**The task:**
Copy every one of the following lines word for word, with nothing changed.

**Records shown:**
◆ ◆ ◆ ◆ ◆ ◆ ◆

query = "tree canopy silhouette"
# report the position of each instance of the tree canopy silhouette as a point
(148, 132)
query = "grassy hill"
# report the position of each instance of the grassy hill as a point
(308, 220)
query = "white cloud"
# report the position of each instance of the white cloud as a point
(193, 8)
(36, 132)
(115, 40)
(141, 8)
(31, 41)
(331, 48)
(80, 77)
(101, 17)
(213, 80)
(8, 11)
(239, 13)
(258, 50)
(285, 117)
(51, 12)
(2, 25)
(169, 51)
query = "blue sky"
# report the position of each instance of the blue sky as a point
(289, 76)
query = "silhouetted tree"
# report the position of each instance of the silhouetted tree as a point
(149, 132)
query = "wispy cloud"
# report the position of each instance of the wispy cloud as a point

◆ ◆ ◆ ◆ ◆ ◆ ◆

**Answer:**
query = "tree canopy silhouette"
# report the position of each instance of the tree canopy silhouette as a point
(148, 132)
query = "grassy hill"
# report the position of each instance of the grassy hill as a point
(308, 220)
query = "white cloud"
# report the position of each instance of the white cloud as a point
(193, 8)
(36, 132)
(115, 40)
(141, 8)
(31, 41)
(331, 48)
(80, 77)
(101, 17)
(213, 80)
(8, 11)
(239, 13)
(258, 50)
(285, 117)
(51, 12)
(2, 25)
(169, 51)
query = "blue sky"
# report the position of each instance of the blue sky as a point
(289, 76)
query = "silhouetted tree"
# report the position of each instance of the silhouetted tree as a point
(149, 132)
query = "wispy cloud"
# report the position of each instance of the wispy cloud as a point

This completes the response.